TEXT BLOCK —
>>>
King Crimson: Earthbound

KING CRIMSON: EARTHBOUND (1972)

1) 21st Century Schizoid Man; 2) Peoria; 3) The Sailor's Tale; 4) Earthbound; 5) Groon.

General verdict: Awful sound quality, odd selection of material, and head-scratching historical importance.

Clearly, this is one of rock music's most historical ironies — that the gloriously gargantuan live biography of King Crimson (as of 2017, counting so many hours of officially released material that listening to King Crimson should be added to the list of best-paying, and also most dangerous, jobs in the world) should begin with a record captured on cassette tape, in such lo-fi quality that it would rank dishonorably even on any given list of contemporary bootlegs. As we all know, the early Seventies were a period of great excess, with classic double and triple live albums from all the best and worst progressive rock outfits of the time — and with both the old and the new lineups of King Crimson enjoying a pretty solid onstage reputation, one could certainly hope to get a package that would put Yessongs, or at least Genesis Live, to shame.

Unfortunately, Yessongs had not yet been released at the time, and many bands were still heavily restricted by limited budgets and technological deficiencies. This did not apply to King Crimson all the time, and, frankly, now that we have many more documents from the 1971-72 tour coming up (such as the ones represented on the Ladies Of The Road package, for instance), it is unclear to me why, of all things, it had to be these tapes, handpicked from a selection of US shows in February / March '72, to be approved for official release, with Fripp granting his consent. Actual­ly, even Atlantic Records declined to distribute the album on the American market at the time; and Fripp himself has allegedly strived since then to delete it from the catalog — to no avail, because Crimsonians may allow themselves to forgive, but never to forget.
<<<
Rows from a data source —
>>>
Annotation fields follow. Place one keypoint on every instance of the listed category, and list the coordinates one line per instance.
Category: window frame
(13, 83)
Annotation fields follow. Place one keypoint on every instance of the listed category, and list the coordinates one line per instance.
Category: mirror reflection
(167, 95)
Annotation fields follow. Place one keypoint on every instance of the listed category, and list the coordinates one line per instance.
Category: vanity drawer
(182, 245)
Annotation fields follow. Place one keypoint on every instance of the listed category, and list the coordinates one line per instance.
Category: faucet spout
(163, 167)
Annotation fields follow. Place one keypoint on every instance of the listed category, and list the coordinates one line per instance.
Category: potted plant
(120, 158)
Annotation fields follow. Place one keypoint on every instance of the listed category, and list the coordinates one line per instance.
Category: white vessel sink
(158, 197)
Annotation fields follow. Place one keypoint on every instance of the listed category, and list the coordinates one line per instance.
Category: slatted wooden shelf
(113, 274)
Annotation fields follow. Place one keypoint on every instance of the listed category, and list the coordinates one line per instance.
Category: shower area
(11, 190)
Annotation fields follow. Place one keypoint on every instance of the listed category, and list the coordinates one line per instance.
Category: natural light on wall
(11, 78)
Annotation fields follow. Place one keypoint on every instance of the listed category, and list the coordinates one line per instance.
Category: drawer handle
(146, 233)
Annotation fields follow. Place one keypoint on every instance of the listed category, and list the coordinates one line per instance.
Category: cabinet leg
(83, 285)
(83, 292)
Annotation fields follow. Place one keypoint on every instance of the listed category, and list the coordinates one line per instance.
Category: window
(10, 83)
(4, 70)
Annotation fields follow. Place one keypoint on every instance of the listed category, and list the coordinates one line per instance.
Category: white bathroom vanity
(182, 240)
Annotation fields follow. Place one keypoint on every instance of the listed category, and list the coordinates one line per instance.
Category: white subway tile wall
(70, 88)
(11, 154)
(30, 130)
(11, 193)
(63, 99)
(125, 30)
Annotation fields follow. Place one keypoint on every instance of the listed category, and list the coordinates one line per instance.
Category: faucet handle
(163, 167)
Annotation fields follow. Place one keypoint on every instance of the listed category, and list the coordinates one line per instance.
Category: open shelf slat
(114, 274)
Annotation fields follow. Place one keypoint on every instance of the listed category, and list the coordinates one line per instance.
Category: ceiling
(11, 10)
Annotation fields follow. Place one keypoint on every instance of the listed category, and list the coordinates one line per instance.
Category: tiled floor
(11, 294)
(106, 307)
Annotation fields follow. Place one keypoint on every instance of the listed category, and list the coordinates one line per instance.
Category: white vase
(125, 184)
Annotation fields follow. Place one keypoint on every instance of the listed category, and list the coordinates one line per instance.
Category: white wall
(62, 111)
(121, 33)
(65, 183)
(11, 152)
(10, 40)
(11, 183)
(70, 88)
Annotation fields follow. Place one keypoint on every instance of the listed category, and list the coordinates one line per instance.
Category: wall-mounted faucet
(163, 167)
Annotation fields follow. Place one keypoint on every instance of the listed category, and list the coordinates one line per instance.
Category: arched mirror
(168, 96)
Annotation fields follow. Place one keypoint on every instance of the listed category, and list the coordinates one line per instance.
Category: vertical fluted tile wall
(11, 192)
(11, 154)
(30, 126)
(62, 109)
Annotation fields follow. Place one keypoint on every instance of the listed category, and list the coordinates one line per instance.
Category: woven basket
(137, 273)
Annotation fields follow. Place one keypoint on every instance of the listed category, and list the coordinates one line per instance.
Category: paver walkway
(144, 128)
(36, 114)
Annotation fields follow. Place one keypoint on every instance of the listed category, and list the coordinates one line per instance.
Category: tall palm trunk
<<<
WHAT YOU NEED TO DO —
1. Answer these questions about the Earthbound review:
(a) On what kind of tape was the record captured?
(b) Which record company declined to distribute the album on the American market at the time?
(c) The tapes were picked from shows held where and when?
2. Write the next part of the Earthbound review, picking up right after its last sentence.
Nothing in the rows is needed for this work.

RESULTS OF THE TASKS —
1.
(a) Cassette tape.
(b) Atlantic Records.
(c) A selection of US shows in February / March '72.

2.
Anyway, here it is. The band only allowed itself a single album, with emphasis on improvisation and experimentation — only ʽ21st Century Schizoid Manʼ got permission to participate in this as a proper representative of KC's studio catalog, plus a faded-in snippet from ʽThe Sailor's Taleʼ that is fairly indistinguishable from the band's improvisational pattern anyway. ʽGroonʼ had also been released previously as the obscure B-side to ʽCat Foodʼ, but this particular 15-minute version has more to do with drum solos and instrumental ruckus than the studio original. The one thing that tied together all of King Crimson's lineups — namely, that the band's life on stage must be a dynamically evolving event, quite separate from its studio creation — is firmly in place here; on the other hand, the minimalistic packaging of the record, in stark contrast with the colorful album sleeves from the previous years, indicates a move to a more austere aesthetics — not sur­prisingly, coinciding with Fripp's decisive break-up with Sinfield over the artistic direction of the band. From now on, Spartan style would be typical of most, if not all, KC sleeves.

On the whole, the Burrell / Collins / Wallace line-up of King Crimson, while probably the weakest in terms of internal cohesion and energy in the band's entire history, still managed to kick plenty of ass on the stage. Problem is, even if we manage to get over the cardboard-ish sound quality (which no modern-age remaster can properly overcome), the «new» music here is simply not all that interesting. In particular, ʽPeoriaʼ and ʽEarthboundʼ are little more than decent, mid-tempo, chuggy, abrasive funk jams (sometimes with Boz rather comically scatting across the melody) that could have been generated by at least a couple dozen heavy rock acts at the time — you certainly do not need to have Robert Fripp in your band to play that kind of stuff. More than anything else, it shows the technical and visionary limitations of Fripp's colleagues: Boz could hold that groove, but not run with it, Collins was a fairly traditional sax blower, and Ian Wallace was... well, no Bill Bruford when it came to putting a mathematical spin on the art of drumming.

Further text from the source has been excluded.